_Stated goal_
Copy each line exactly. Leave nothing out.

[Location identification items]
..............................

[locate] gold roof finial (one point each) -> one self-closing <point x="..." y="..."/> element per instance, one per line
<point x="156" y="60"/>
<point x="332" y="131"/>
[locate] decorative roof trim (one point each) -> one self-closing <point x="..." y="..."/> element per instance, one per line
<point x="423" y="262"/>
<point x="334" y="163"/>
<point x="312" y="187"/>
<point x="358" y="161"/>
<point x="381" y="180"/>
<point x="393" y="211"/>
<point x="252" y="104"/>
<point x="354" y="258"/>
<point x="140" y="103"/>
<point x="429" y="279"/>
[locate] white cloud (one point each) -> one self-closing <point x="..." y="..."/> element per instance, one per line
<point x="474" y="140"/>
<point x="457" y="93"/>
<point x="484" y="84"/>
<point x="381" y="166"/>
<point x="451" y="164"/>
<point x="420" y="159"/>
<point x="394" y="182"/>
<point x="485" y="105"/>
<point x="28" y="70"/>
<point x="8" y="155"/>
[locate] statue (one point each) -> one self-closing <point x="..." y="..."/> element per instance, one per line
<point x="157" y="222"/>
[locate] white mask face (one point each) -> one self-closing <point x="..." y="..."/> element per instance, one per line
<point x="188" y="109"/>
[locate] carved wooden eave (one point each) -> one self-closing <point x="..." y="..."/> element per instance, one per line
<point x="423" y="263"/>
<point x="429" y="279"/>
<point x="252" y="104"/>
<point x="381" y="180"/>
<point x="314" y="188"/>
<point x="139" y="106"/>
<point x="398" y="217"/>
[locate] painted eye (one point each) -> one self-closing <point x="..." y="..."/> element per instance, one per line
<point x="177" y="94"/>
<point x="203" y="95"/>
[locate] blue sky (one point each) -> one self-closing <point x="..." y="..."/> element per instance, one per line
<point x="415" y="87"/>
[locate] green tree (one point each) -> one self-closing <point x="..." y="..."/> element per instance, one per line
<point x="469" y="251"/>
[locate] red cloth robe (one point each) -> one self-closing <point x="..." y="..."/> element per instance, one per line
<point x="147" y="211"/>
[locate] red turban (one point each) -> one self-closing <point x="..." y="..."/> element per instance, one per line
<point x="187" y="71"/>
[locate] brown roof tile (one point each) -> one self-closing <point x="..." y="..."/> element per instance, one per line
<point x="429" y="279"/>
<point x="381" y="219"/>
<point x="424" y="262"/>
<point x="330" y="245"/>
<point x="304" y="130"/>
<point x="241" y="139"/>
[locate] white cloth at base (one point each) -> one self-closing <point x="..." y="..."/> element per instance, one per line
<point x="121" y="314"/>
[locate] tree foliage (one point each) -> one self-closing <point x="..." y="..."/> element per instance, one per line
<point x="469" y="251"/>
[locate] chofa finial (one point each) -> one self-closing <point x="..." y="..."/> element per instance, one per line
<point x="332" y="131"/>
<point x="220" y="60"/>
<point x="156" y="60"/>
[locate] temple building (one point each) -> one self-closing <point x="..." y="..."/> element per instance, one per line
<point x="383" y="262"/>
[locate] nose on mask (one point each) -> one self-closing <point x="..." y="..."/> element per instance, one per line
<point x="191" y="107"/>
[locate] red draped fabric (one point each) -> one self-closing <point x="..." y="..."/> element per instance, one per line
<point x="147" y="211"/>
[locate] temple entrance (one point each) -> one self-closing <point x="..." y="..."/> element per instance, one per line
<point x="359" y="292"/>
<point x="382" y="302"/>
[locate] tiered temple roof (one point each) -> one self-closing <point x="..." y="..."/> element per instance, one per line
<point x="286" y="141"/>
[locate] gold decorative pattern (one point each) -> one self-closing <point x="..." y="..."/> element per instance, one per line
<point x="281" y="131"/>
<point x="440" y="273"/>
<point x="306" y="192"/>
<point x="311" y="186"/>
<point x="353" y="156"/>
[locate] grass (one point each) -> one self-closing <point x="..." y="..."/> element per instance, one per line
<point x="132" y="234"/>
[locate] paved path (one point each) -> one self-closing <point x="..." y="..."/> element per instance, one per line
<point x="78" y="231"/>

..............................

_Answer to the problem_
[locate] gold roof finial (one point each) -> one self-closing <point x="..." y="..."/> element per instance, one per line
<point x="156" y="60"/>
<point x="332" y="131"/>
[locate] decorative roof trim (one point each) -> one self-closing <point x="..." y="..."/> element per instance, one per line
<point x="423" y="262"/>
<point x="334" y="163"/>
<point x="312" y="187"/>
<point x="358" y="161"/>
<point x="381" y="180"/>
<point x="393" y="211"/>
<point x="252" y="104"/>
<point x="354" y="258"/>
<point x="140" y="103"/>
<point x="429" y="279"/>
[locate] white cloud (one point each) -> one self-closing <point x="..." y="..."/> element per instance, one per line
<point x="474" y="140"/>
<point x="457" y="93"/>
<point x="484" y="84"/>
<point x="381" y="166"/>
<point x="451" y="164"/>
<point x="420" y="159"/>
<point x="394" y="182"/>
<point x="485" y="105"/>
<point x="28" y="70"/>
<point x="8" y="155"/>
[locate] statue (one point each) -> one self-closing <point x="..." y="..."/> element per instance, one per line
<point x="157" y="222"/>
[locate] white mask face (one point each) -> one self-closing <point x="..." y="..."/> element per instance, one per line
<point x="188" y="109"/>
[locate] carved wooden eave (one point each) -> one self-closing <point x="..." y="..."/> element per instance, one per line
<point x="423" y="263"/>
<point x="429" y="279"/>
<point x="252" y="104"/>
<point x="381" y="180"/>
<point x="314" y="188"/>
<point x="139" y="106"/>
<point x="398" y="217"/>
[locate] painted eye (one point each) -> one self-closing <point x="..." y="..."/> element per instance, one per line
<point x="177" y="94"/>
<point x="203" y="95"/>
[locate] blue sky (one point each) -> one self-closing <point x="..." y="..."/> element per instance, one per line
<point x="415" y="87"/>
[locate] green tree (one point each) -> one self-closing <point x="..." y="..."/> element per instance, one per line
<point x="469" y="251"/>
[locate] red cloth robe (one point each) -> one self-closing <point x="..." y="..."/> element per instance, one per line
<point x="147" y="211"/>
[locate] red turban (one point each) -> one self-closing <point x="..." y="..."/> element per instance, one per line
<point x="187" y="71"/>
[locate] brown roof tile (one point each) -> one self-closing <point x="..." y="..."/> element per instance, one per line
<point x="429" y="279"/>
<point x="381" y="219"/>
<point x="424" y="262"/>
<point x="330" y="245"/>
<point x="304" y="130"/>
<point x="241" y="139"/>
[locate] white cloth at base (one point each) -> one self-closing <point x="..." y="..."/> element per instance, one per line
<point x="121" y="314"/>
[locate] tree foliage (one point each) -> one self-closing <point x="..." y="..."/> element per instance, one per line
<point x="469" y="251"/>
[locate] chofa finial (one point each) -> one self-closing <point x="..." y="..."/> element per instance, one per line
<point x="332" y="131"/>
<point x="220" y="60"/>
<point x="156" y="60"/>
[locate] temple building (one point each) -> one self-closing <point x="..." y="..."/> element per instance, one per line
<point x="383" y="262"/>
[locate] nose on mask (one point each) -> one self-closing <point x="..." y="..."/> element per instance, one per line
<point x="191" y="107"/>
[locate] red draped fabric (one point each) -> one self-closing <point x="..." y="..."/> element per instance, one per line
<point x="147" y="211"/>
[locate] temple entrance (one point each) -> one self-closing <point x="..." y="..."/> element per instance, one per line
<point x="359" y="292"/>
<point x="382" y="302"/>
[locate] tiered temple roof (one point each) -> one self-closing <point x="..." y="..."/> element per instance, one per line
<point x="286" y="141"/>
[locate] gold decorative pattern (one point each) -> one self-closing <point x="..." y="..."/> element per instance, one per line
<point x="281" y="131"/>
<point x="440" y="273"/>
<point x="306" y="192"/>
<point x="311" y="186"/>
<point x="353" y="156"/>
[locate] grass (one point each) -> one self-closing <point x="..." y="..."/> element per instance, one per line
<point x="132" y="234"/>
[locate] paved path (one point each) -> one self-closing <point x="..." y="..."/> element per instance, one per line
<point x="78" y="231"/>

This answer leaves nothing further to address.